INSTRUCTIONS FOR THE TASK => Without including pictures, set down every record exactly as it stands.
------ PROVIDED INFORMATION
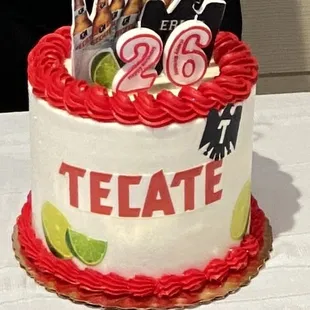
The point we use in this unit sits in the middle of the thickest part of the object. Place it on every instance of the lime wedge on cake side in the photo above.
(89, 251)
(241, 213)
(55, 226)
(103, 69)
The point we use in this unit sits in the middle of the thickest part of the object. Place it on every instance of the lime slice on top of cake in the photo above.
(241, 213)
(103, 69)
(89, 251)
(55, 226)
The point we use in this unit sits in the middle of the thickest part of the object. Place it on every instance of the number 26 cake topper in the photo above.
(178, 40)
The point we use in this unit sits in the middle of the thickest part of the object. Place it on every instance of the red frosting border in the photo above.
(140, 286)
(51, 81)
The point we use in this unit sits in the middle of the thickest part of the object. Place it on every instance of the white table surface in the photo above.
(281, 180)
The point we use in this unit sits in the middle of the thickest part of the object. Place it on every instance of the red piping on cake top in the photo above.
(192, 280)
(51, 81)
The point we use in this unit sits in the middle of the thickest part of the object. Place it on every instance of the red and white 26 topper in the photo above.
(184, 60)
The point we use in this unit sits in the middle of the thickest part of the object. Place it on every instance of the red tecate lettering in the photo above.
(212, 179)
(188, 177)
(97, 192)
(74, 173)
(124, 182)
(158, 196)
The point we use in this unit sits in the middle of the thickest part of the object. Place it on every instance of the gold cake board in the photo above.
(210, 293)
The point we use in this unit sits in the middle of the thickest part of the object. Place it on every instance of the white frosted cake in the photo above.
(141, 200)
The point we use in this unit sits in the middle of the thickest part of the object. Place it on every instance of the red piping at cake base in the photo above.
(141, 291)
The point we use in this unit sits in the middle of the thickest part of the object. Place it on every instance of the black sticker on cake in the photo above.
(163, 20)
(220, 135)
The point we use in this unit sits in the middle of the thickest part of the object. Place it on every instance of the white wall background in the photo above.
(278, 32)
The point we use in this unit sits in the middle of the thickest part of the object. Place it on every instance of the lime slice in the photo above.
(88, 251)
(103, 69)
(241, 213)
(55, 226)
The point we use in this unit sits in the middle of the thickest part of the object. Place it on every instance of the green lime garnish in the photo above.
(103, 69)
(89, 251)
(241, 213)
(55, 226)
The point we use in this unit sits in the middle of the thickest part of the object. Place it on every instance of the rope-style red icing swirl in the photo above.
(51, 81)
(192, 280)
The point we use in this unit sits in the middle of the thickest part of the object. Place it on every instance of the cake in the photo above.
(143, 200)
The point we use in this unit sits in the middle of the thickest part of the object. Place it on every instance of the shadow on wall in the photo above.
(275, 192)
(278, 33)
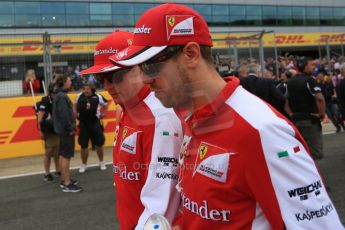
------------
TASK RESULT =>
The point we use in this unit sits in the middle of the thickest part of the object. Place it on every instance of the lime wedge on cake side in the photo above.
(89, 251)
(241, 213)
(55, 226)
(103, 69)
The point we use in this unit sits in the middle of the thickest part of the object. Place it on every instance of the lime slice on top of cake in the photo above.
(241, 213)
(103, 69)
(89, 251)
(55, 226)
The point we use in this unit sits in the middle of the thickest part of the object. Place it on every instance of the number 26 cake topper in the photo above.
(178, 40)
The point we use in this unit sits in the middle of the thickest part of the object. Place it on every instance of the red frosting border in the photo above.
(140, 286)
(51, 81)
The point we use in this unit sits in the middle of the thickest part of the object. Place it on every instance of the white table surface in the photo above.
(281, 180)
The point we use in this unit sits in the middle of the thickest part of the object. Place it on every instance of the red piping on cake top in the photo above.
(192, 280)
(51, 81)
The point we use in this unit sits in the middle of the thickest part of the object. Place it on every instance of the red and white 26 topper in the photo above.
(184, 60)
The point we use in this unit sits in the middle of the thickest part of the object. Place it on every instance of the red tecate lettering in the photo above.
(212, 179)
(188, 177)
(97, 192)
(74, 173)
(124, 182)
(158, 196)
The point we use in this unit sits in the middle of the thickest part of the object. Place it on every instance of the gold cake board in the photo above.
(210, 293)
The point we use in this unit sits in the middle of the thickest part of the object. Place it on every instance of the white frosted cake in the photo above.
(141, 200)
The point we use in this unit sits in the middle of the thickest part of the object. Place it on every instance of the red piping at cake base in the photo above.
(141, 291)
The point we use in this unit sits in the middle of the thickest part of the object. Place it on every instance of the black sticker on cake in the photo above.
(163, 20)
(220, 135)
The point we use in this unit sits in the middle of the thickest part of the object. Place it on every instance of the white wall background in the photo above.
(278, 32)
The point we use in this unit sits in the middle of the thickest part of the object. Place it on every instance of the lime slice in the photo above.
(88, 251)
(103, 69)
(241, 213)
(55, 226)
The point we use in this unit sits in the middle of the thickest part of the object. Place it on every instance of the green lime garnish in the photo above.
(103, 69)
(89, 251)
(241, 213)
(55, 226)
The point we use in this unit sits in the middle of the thickest part of the object. Place it on every instance of the rope-style red icing swirl in the photo above.
(51, 81)
(192, 280)
The point we use in this unit sits in the middle of the thickest part of the object. Place it on every instance of the cake in the photo above.
(143, 200)
The point we use in this unit sits in the middle of the thickest part of the object. Place it on every instance of the shadow on wall in the photo above.
(275, 192)
(278, 33)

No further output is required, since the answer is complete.